_TEXT SECTION_
>>>

# Leveling a basement slab...



## ToolGuy (Apr 7, 2008)

Basement slabs are never completely level, as anyone setting large tiles on one is sure to find out. I used over 10 bags of Jiff-Set on my most recent basement tile job, just filling the dips as best I could. But the tile really needed a perfectly flat surface, as the edges had no bevel at all (cut square) and the grout lines were only 1/16". I did the best I could with what I had, but still ended up with a lot of edges sticking up. So the question is, if you really need to get the basement slab perfectly flat, how would you accomplish it?


----------



## TileGuy (Apr 7, 2008)

ToolGuy said:


> Basement slabs are never completely level, as anyone setting large tiles on one is sure to find out. I used over 10 bags of Jiff-Set on my most recent basement tile job, just filling the dips as best I could. But the tile really needed a perfectly flat surface, as the edges had no bevel at all (cut square) and the grout lines were only 1/16". I did the best I could with what I had, but still ended up with a lot of edges sticking up. So the question is, if you really need to get the basement slab perfectly flat, how would you accomplish it?



    Thats a big problem for most people that dont set tile day in and day out. Self levelers like you used is the way to go. After that I would suggest using a large notched trowel. 1/2 inch square notch is nice for this but you need to make sure the thinset isnt mixed to thin or youll find the tile will settle. With rectified edges like the tile you used, you can use a marble thinset. The gritty mixture will reduce or totally hault settling all together.
    I once did 500 square feet of marble on a slab that the homeowner didnt want to level. The slab in some rooms dipped 5/8 from the center of the room to the corner. The room being 10x10 !   It took forever to get right, we used 1/2 inch trowels and in some cases used a 1/4 inch trowel to "butter" the back of tile to float it and create that flat "glassy" look. Ill try to find the pics of that one.
    If the floor is as bad as the one I tiled, I would suggest leveling it from one end to the other.


----------



## ToolGuy (Apr 7, 2008)

The job is already done, but there will be a next time to be sure. I used a 1/2 notch and had to butter some tiles to get 'em even. The customer is exstatic with the finished floor, but my trained eye is not satisfied. Of course, I keep that to myself. I spent 2 days filling the slab and it still wasn't flat enough for these tiles, or my rather high standards. Maybe next time I just have to spend 3 days filling.


----------



## Hack (Apr 10, 2008)

I've run into this a few times.  For slight out of level situations, I do what both of you have done:  1/2" notch to get max flexibility when setting the tiles.

I have also had situations where the out of level was too much to correct with a big notch trowel, so I dammed the area and leveled it before I set the tile.

With a 1/16" grout line, it's going to be difficult any way you do it.  My bathroom floor has narrow grout lines and there's absolutely NO margin for error with marble tile.  I've got some ridges.  

Wider grout lines work out better, but don't look right with some tile/marble.


----------



## southernelitecrete (Apr 11, 2008)

as gc's but do dec conc enhancements ourselves,,, residential flatness is always suspect,,, you might consider gypsum self-leveling mixes but downside's the owners rarely go for the long $$$ as most h/o's are cheap.

when we run into this work, we either use scarifiers & grinders to level OR we don't take the work.


----------



## MattCoops (Apr 14, 2008)

You could have pumped out Self Leveling Compound and had a perfectly flat, and level surface to tile over.


----------



## surferob (Jul 27, 2008)

I have this issue with a downstairs bathroom with concrete slab subfloor.  It's surely out of level, just looking at it with the naked eye you can tell.  We're going to lay 16x16 tiles.

Can someone give me some more specific tips on using this self-leveling stuff?

Brands?  Techniques?  Other tips? 


Thanks!


----------

<<<

_WHAT THIS EXERCISE ASKS_
[1] Translate this sentence from the forum thread on leveling a basement slab into Spanish: "Basement slabs are never completely level, as anyone setting large tiles on one is sure to find out."
[2] In the forum thread on leveling a basement slab, how many bags of Jiff-Set did ToolGuy use on his most recent basement tile job?
[3] Summarize the forum thread on leveling a basement slab in two sentences.
The data after this point is not needed.

_SOURCE MATERIAL_
>>>

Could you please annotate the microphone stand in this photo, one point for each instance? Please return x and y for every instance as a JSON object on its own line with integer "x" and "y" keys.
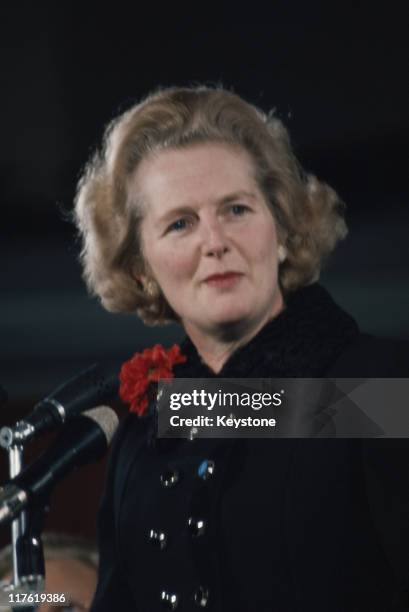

<<<

_FINAL RESULTS_
[1] Las losas de sótano nunca están completamente niveladas, como sin duda descubrirá cualquiera que coloque baldosas grandes sobre una.

[2] Over 10 bags.

[3] ToolGuy asks how to get a basement slab perfectly flat after filling dips with over 10 bags of Jiff-Set still left many edges sticking up on square-edged tiles with 1/16" grout lines. Replies suggest self-leveling compound, a 1/2-inch notched trowel with buttered tiles, damming and leveling the area, or grinding the slab, and a later poster asks for specific tips on self-leveling products before laying 16x16 tiles.